_What you are asked to do_
Turn the items, from the start through the line containing "[186,169,198,177]", into a two-column CSV with the columns "text" and "answer". Give one row for each item, put each value in a single quoted field with line breaks replaced by spaces, and leave out the pictures.

[Data to use start]

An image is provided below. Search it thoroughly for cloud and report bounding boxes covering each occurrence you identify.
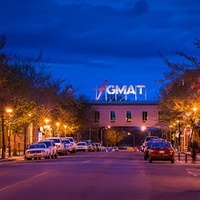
[0,0,200,100]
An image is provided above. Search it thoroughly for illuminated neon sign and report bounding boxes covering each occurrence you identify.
[95,80,146,101]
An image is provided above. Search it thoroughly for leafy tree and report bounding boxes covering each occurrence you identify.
[159,40,200,145]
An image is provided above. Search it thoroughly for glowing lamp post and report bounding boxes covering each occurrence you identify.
[6,108,13,157]
[141,126,151,136]
[56,122,60,137]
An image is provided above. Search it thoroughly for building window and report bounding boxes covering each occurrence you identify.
[142,111,148,122]
[94,111,100,122]
[126,111,131,122]
[158,111,163,122]
[110,111,115,122]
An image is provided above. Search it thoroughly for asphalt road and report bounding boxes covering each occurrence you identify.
[0,151,200,200]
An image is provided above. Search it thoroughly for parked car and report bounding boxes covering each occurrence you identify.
[65,137,77,153]
[46,137,65,156]
[141,135,159,151]
[81,140,95,151]
[76,142,88,151]
[24,143,50,160]
[62,138,74,154]
[143,138,165,160]
[93,142,102,151]
[149,141,174,163]
[38,140,58,158]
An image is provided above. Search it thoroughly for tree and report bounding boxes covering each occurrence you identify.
[159,37,200,147]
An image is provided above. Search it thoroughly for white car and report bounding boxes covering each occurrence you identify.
[64,137,77,153]
[24,143,50,160]
[76,142,88,151]
[38,140,58,158]
[46,137,65,156]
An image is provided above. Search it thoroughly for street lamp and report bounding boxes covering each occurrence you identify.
[56,122,60,137]
[44,119,51,137]
[6,108,13,157]
[101,126,110,145]
[64,125,67,137]
[141,126,151,136]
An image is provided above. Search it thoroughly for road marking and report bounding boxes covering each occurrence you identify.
[0,171,51,192]
[186,169,198,177]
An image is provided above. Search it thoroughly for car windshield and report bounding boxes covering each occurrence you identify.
[29,144,45,149]
[77,142,86,146]
[51,139,60,143]
[152,142,171,147]
[63,140,71,144]
[38,142,51,147]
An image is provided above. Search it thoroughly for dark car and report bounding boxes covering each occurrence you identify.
[149,141,174,163]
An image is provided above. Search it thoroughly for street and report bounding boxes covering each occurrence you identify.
[0,151,200,200]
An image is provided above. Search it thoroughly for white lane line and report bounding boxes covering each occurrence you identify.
[0,171,50,192]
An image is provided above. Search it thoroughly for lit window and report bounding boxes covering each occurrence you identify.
[158,111,163,122]
[142,111,148,122]
[126,111,131,122]
[94,111,100,122]
[110,111,115,121]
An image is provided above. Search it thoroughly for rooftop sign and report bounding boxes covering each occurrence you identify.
[95,80,147,101]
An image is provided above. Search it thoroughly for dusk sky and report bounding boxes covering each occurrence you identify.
[0,0,200,100]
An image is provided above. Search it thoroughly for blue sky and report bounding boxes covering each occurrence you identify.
[0,0,200,100]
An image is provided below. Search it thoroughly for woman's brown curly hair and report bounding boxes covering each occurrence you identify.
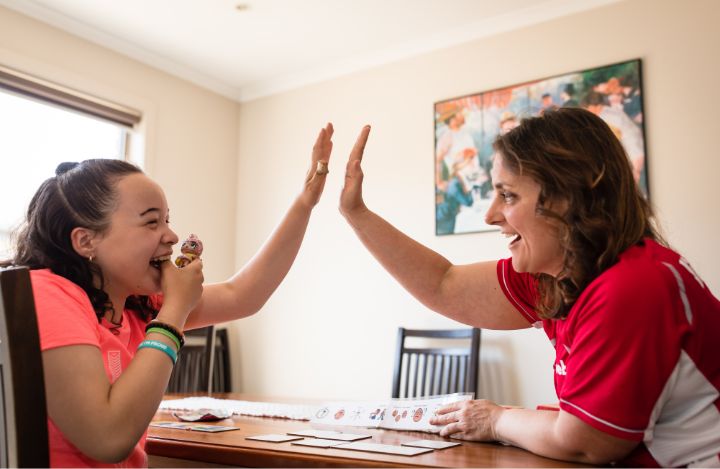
[494,108,665,319]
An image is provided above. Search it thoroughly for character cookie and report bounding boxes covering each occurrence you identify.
[175,234,202,267]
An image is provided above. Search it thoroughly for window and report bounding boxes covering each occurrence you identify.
[0,68,139,259]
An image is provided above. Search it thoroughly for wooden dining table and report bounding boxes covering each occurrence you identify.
[146,393,588,467]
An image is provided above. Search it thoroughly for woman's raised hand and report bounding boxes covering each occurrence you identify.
[340,125,370,220]
[300,123,334,208]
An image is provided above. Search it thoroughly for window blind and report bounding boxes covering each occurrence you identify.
[0,65,142,128]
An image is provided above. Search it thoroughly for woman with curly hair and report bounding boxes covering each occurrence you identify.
[340,108,720,467]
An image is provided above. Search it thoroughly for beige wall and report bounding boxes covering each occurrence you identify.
[0,7,238,281]
[0,0,720,405]
[235,0,720,405]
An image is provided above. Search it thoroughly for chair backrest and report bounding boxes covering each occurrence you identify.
[167,326,230,393]
[0,267,50,467]
[392,327,480,398]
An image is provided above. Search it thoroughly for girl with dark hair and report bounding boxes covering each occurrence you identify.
[340,108,720,467]
[13,124,333,467]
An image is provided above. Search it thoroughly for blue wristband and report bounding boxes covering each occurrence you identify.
[138,340,177,365]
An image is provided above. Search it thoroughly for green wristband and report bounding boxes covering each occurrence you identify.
[138,340,177,365]
[145,327,180,351]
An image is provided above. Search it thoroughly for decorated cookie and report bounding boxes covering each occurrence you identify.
[175,234,202,267]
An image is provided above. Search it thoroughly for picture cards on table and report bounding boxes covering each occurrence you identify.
[336,441,432,456]
[400,440,460,449]
[245,433,302,443]
[288,430,372,441]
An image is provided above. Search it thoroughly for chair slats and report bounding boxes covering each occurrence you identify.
[392,328,480,398]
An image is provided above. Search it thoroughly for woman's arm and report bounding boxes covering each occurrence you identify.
[185,124,333,329]
[340,126,529,329]
[430,400,638,465]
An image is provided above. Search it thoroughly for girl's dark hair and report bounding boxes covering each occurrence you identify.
[13,159,157,321]
[494,108,665,319]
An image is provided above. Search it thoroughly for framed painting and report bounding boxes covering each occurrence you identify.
[434,59,649,235]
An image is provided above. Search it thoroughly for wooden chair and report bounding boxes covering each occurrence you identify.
[392,327,480,398]
[167,326,230,394]
[0,267,50,467]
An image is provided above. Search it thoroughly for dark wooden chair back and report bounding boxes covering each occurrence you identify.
[392,327,480,398]
[0,267,50,467]
[167,326,230,394]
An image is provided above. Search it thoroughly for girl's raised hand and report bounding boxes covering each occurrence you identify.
[300,123,334,207]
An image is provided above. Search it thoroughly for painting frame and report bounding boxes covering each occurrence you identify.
[433,58,650,236]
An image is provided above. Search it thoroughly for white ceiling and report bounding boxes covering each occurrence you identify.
[0,0,619,102]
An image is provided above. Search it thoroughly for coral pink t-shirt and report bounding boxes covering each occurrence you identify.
[30,269,154,467]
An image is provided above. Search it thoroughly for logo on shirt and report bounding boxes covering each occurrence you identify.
[108,350,122,383]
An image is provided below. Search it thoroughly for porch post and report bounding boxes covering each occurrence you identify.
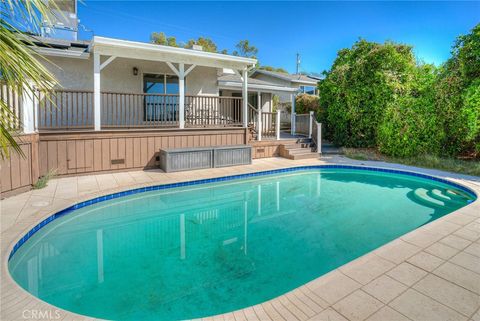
[178,63,185,128]
[257,92,263,141]
[275,110,281,140]
[308,111,313,138]
[93,53,102,131]
[242,67,248,128]
[20,86,37,134]
[290,94,296,135]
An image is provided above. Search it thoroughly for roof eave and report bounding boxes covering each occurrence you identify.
[94,36,257,68]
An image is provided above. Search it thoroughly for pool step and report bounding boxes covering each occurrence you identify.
[429,189,465,204]
[413,188,445,207]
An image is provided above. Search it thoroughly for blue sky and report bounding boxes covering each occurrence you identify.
[79,0,480,72]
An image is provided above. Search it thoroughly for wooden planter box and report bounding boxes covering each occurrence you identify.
[160,145,252,173]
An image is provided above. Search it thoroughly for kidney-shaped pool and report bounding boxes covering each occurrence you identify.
[9,166,475,320]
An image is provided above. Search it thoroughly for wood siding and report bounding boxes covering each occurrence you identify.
[0,134,38,198]
[39,128,246,175]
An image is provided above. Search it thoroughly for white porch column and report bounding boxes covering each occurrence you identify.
[308,111,314,138]
[290,94,296,135]
[275,110,281,140]
[317,123,322,154]
[242,67,248,128]
[257,92,263,141]
[178,63,185,128]
[20,87,37,134]
[93,53,102,130]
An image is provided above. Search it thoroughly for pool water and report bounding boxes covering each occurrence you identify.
[9,169,474,320]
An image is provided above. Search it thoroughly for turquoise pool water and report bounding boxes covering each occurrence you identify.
[9,169,474,320]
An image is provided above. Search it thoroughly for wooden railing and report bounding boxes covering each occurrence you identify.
[262,112,277,138]
[101,92,179,128]
[36,90,93,130]
[295,114,310,135]
[0,81,22,130]
[36,89,246,130]
[185,96,242,127]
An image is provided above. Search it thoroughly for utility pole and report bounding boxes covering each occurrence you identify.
[296,52,300,75]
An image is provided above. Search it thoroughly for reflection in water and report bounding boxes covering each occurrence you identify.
[10,171,474,320]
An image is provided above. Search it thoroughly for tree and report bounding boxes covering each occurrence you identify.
[0,0,57,158]
[150,32,178,47]
[259,66,288,74]
[233,40,258,58]
[319,40,416,147]
[185,37,217,52]
[435,24,480,157]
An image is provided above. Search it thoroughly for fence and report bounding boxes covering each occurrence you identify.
[0,82,23,130]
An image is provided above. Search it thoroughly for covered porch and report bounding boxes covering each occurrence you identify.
[29,37,256,131]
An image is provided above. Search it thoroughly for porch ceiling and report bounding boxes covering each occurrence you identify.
[91,36,257,70]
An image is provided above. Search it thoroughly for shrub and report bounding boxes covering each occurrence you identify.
[435,24,480,156]
[377,65,443,157]
[319,24,480,157]
[319,40,415,147]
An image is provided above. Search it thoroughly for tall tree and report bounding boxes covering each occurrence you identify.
[259,66,288,74]
[233,40,258,58]
[150,32,179,47]
[185,37,217,52]
[0,0,57,158]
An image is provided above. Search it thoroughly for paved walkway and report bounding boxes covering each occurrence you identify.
[0,157,480,321]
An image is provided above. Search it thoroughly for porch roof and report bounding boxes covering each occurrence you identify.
[90,36,257,70]
[218,74,298,93]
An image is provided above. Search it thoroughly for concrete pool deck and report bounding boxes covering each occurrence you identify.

[Data to use end]

_Answer_
text,answer
"An image is provided below. Search it thoroughly for cloud and report bounding boxes covering each occurrence you identify.","[0,0,200,100]"
"An image is provided above. Search it thoroughly for illuminated neon sign and report bounding boxes covering each occurrence you identify.","[95,80,146,101]"
"An image is provided above. Search it thoroughly for leafy tree and report bounding boxes covering each occurrence you identify.","[159,40,200,145]"
"An image is provided above. Search it thoroughly for glowing lamp post and report bounding boxes covering each occurrence you identify.","[6,108,13,157] [141,126,151,136] [56,122,60,137]"
"An image is provided above. Search it thoroughly for building window and report bounding boxes covering each occurrence you identify.","[142,111,148,122] [94,111,100,122] [126,111,131,122] [158,111,163,122] [110,111,115,122]"
"An image is provided above. Search it thoroughly for asphalt road and report bounding boxes covering each occurrence you identify.","[0,151,200,200]"
"An image is provided above. Search it thoroughly for parked car and report bounding boxes covering each occurrence you identify.","[65,137,77,153] [46,137,65,156] [141,135,159,151] [81,140,95,151] [76,142,88,151] [24,143,50,160] [62,138,74,154] [143,138,165,160] [93,142,102,151] [149,141,174,163] [38,140,58,158]"
"An image is provided above. Search it thoroughly for tree and report bounding boxes covering each occurrence you identify.","[159,37,200,147]"
"An image is provided above. Search it thoroughly for white car and report bounding boxes covering each occurrence you identify.","[64,137,77,153] [24,143,50,160] [76,142,88,151] [38,140,58,158] [46,137,65,156]"
"An image is provided above. Search it thoroughly for street lamp and report bounding boxes covering each occurrence you identify.","[56,122,60,137] [44,119,51,137] [6,108,13,157] [101,126,110,145] [64,125,67,137] [141,126,151,136]"
"An image is provided above. Search it thoroughly for road marking and report bounding boxes covering each occurrence you identify.","[0,171,51,192] [186,169,198,177]"